*** TEXT PASSAGE ***
Rogue sea lions won't get as far as Cowlitz animal
I recently saw this crazy story about a sea lion that had swam miles up the Cowlitz River, got out and wandered another mile or so, and had to be corralled and transported with all the king’s horses and men from Oregon Department of Fish and Wildlife to get back to where she belonged. I presume she was hunting for salmon up there. It got me wondering: do these guys ever come up the Rogue, and have they ever gotten marooned in such a fashion?
These powerful pinnipeds wander into freshwater runs, including the mouth of the Rogue River, in search of more than salmon, according to Susan Riemer, a biologist with ODFW’s marine mammal program.
Seals and sea lions will go for “pretty much whatever’s available,” Riemer said, ranging from perch, herring and smelt to lamprey — and yes, salmon.
“When it’s here and in abundance, they’re going to eat whatever they can to survive,” she said.
Roving sea lions, most of which are of the California and Steller varieties, don’t make it nearly as far up the Rogue River as they do up the Columbia. Sea lions sometimes travel all the way up to Bonneville Dam, which is 146 miles from the ocean, Riemer said.
In the Rogue, they can make it about 10 miles, tops.
“The river gets pretty narrow and shallow, and they’re not going to traverse rocks and get out and go around things to get farther up the river,” Riemer said.
She’s never heard of a sea lion behaving the way the Steller did in the Cowlitz. They’re usually timid, she said.
In the Rogue, a sea lion hazing program is in place in the summer and fall to protect fishermen, whose catches on the line are frequently stolen by the hungry critters. In most cases, a loud noise caused by a firecracker is usually enough to deter the pilfering.
*** End of TEXT PASSAGE ***
*** GIVEN ENTRIES ***
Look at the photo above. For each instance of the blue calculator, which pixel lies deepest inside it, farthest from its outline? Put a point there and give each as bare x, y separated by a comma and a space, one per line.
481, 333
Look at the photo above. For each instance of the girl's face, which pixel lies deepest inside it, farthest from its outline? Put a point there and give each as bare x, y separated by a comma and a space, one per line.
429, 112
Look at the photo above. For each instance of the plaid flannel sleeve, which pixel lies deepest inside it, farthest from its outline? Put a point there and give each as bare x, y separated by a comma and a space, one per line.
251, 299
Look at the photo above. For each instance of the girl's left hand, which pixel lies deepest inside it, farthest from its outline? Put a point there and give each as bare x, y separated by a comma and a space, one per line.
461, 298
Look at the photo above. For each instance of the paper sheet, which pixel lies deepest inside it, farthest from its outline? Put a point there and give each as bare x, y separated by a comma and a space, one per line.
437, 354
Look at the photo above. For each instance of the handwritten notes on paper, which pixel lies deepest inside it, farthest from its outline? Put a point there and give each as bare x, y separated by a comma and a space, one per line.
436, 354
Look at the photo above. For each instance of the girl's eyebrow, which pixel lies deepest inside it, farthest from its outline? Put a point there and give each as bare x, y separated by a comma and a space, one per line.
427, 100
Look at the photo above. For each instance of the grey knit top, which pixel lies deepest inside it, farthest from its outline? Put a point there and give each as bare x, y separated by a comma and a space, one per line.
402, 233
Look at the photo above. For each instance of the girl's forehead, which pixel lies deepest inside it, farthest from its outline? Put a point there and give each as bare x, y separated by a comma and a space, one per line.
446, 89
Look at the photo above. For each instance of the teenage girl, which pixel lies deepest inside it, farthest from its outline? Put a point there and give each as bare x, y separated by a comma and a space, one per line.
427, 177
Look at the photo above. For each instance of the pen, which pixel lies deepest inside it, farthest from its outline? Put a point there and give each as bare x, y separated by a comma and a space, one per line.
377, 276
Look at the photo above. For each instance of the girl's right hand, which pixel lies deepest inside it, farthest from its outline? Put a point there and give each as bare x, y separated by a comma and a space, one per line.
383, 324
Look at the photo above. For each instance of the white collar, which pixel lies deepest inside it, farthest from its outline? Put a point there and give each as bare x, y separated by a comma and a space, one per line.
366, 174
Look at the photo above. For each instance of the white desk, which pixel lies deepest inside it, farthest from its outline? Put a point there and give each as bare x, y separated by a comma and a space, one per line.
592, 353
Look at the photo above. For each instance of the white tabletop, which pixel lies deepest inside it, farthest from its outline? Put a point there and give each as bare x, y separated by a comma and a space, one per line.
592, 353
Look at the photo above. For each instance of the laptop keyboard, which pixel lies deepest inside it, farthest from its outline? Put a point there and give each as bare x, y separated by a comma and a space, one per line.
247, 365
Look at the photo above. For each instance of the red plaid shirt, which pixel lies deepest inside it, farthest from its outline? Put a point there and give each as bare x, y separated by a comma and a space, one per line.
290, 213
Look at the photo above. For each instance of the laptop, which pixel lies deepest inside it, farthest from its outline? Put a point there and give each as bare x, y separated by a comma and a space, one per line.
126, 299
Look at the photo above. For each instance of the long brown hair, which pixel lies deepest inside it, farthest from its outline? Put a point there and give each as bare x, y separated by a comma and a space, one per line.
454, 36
*** End of GIVEN ENTRIES ***
ASSIGNMENT:
In the article on sea lions in the Rogue River, rewrite the passage from "Rogue sea lions" up to and including "marine mammal program.", swapping "salmon" for "steelhead" each time it occurs.

OUTPUT BELOW:
Rogue sea lions won't get as far as Cowlitz animal
I recently saw this crazy story about a sea lion that had swam miles up the Cowlitz River, got out and wandered another mile or so, and had to be corralled and transported with all the king’s horses and men from Oregon Department of Fish and Wildlife to get back to where she belonged. I presume she was hunting for steelhead up there. It got me wondering: do these guys ever come up the Rogue, and have they ever gotten marooned in such a fashion?
These powerful pinnipeds wander into freshwater runs, including the mouth of the Rogue River, in search of more than steelhead, according to Susan Riemer, a biologist with ODFW’s marine mammal program.